___ Input for this task ___

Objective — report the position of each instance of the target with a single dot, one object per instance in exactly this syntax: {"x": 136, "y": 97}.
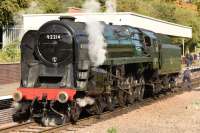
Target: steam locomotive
{"x": 59, "y": 81}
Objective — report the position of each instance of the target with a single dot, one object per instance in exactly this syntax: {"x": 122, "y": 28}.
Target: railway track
{"x": 31, "y": 127}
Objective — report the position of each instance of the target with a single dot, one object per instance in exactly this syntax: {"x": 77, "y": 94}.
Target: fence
{"x": 11, "y": 34}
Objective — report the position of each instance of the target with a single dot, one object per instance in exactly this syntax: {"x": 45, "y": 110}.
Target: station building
{"x": 34, "y": 21}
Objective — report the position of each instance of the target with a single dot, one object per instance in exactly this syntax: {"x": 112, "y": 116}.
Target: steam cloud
{"x": 111, "y": 6}
{"x": 32, "y": 8}
{"x": 97, "y": 46}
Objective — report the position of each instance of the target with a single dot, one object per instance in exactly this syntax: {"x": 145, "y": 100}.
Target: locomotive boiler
{"x": 59, "y": 81}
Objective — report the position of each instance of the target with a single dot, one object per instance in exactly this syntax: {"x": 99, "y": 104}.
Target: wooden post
{"x": 183, "y": 43}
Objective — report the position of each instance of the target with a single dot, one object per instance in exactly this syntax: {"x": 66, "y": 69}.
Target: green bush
{"x": 10, "y": 53}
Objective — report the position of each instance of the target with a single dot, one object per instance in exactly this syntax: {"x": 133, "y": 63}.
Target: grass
{"x": 10, "y": 53}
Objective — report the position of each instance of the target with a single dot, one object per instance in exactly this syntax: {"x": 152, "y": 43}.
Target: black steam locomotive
{"x": 59, "y": 81}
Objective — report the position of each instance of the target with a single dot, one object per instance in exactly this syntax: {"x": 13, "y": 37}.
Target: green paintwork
{"x": 127, "y": 60}
{"x": 170, "y": 61}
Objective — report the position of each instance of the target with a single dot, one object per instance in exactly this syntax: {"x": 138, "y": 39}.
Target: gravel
{"x": 179, "y": 114}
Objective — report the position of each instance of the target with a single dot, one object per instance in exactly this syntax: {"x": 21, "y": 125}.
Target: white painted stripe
{"x": 5, "y": 97}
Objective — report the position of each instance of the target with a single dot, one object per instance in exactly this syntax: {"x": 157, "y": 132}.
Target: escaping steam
{"x": 97, "y": 46}
{"x": 111, "y": 6}
{"x": 33, "y": 7}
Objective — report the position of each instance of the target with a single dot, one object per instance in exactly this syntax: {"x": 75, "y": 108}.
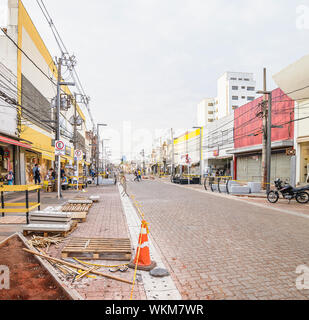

___

**What the task asks:** For this exercise, transcribe the entries verbatim and skip all pictures.

**Response:**
Objective — report the position of each instance of the target with a single dot, one object per instance in exactly this syntax: {"x": 136, "y": 97}.
Target: steam locomotive
{"x": 59, "y": 81}
Objective — report the position of each instance of the target with a single dot, one object per instance in exactly this syntax: {"x": 122, "y": 28}.
Target: railway track
{"x": 31, "y": 127}
Objective — report the position of each instance of the target with a single dot, one object per instance in exactly this syntax: {"x": 77, "y": 94}.
Target: fence
{"x": 11, "y": 34}
Objective — report the position of each instance of the target with a single dot, one object per instance in exactly this syntax: {"x": 45, "y": 110}.
Target: station building
{"x": 34, "y": 21}
Objective — report the position of each instance of the target with a single dot, one object per instance in exactly this syntax: {"x": 112, "y": 116}.
Target: steam cloud
{"x": 111, "y": 6}
{"x": 32, "y": 8}
{"x": 97, "y": 46}
Objective — report the position of each instance of the target with a single dot, one object per instance in exactly this syntax: {"x": 145, "y": 100}.
Target: locomotive boiler
{"x": 59, "y": 81}
Objective — report the position of each instance of the target with a single dot, one object per instance in exactly this syntax: {"x": 99, "y": 104}.
Target: wooden post
{"x": 183, "y": 43}
Objective — report the position of each instance of the target with a single dot, one object per instance in exactly this syntax: {"x": 66, "y": 69}.
Target: green bush
{"x": 10, "y": 53}
Objective — report the position of each instance of the target with a single dot, one object per instance in exactly this syntax: {"x": 133, "y": 63}.
Target: grass
{"x": 10, "y": 53}
Objective — report the position of each instance of the target with a single dot, one object per instance in exactly this syntax: {"x": 152, "y": 43}.
Target: black steam locomotive
{"x": 59, "y": 81}
Objective — report the position of each instance of the target with a single dot, one object per instance in exactly this syntax: {"x": 13, "y": 37}.
Target: green paintwork
{"x": 127, "y": 60}
{"x": 170, "y": 61}
Objective — report the position of each instance of the target with a single dot, one object per instance in exactly this syntax: {"x": 138, "y": 39}.
Target: gravel
{"x": 179, "y": 114}
Objective — report the position of each instance of the target with a single dot, one object per instance in exactly this syntax: {"x": 21, "y": 125}.
Target: white painted stripe
{"x": 5, "y": 97}
Objective — report the position of each instance of the target with a single dot, one object per instance in exactly this syntax: {"x": 157, "y": 132}.
Target: escaping steam
{"x": 97, "y": 46}
{"x": 111, "y": 6}
{"x": 33, "y": 7}
Objective — report the position of each instance of the target with a single dot, one object per instance in exactly this syntax: {"x": 75, "y": 108}.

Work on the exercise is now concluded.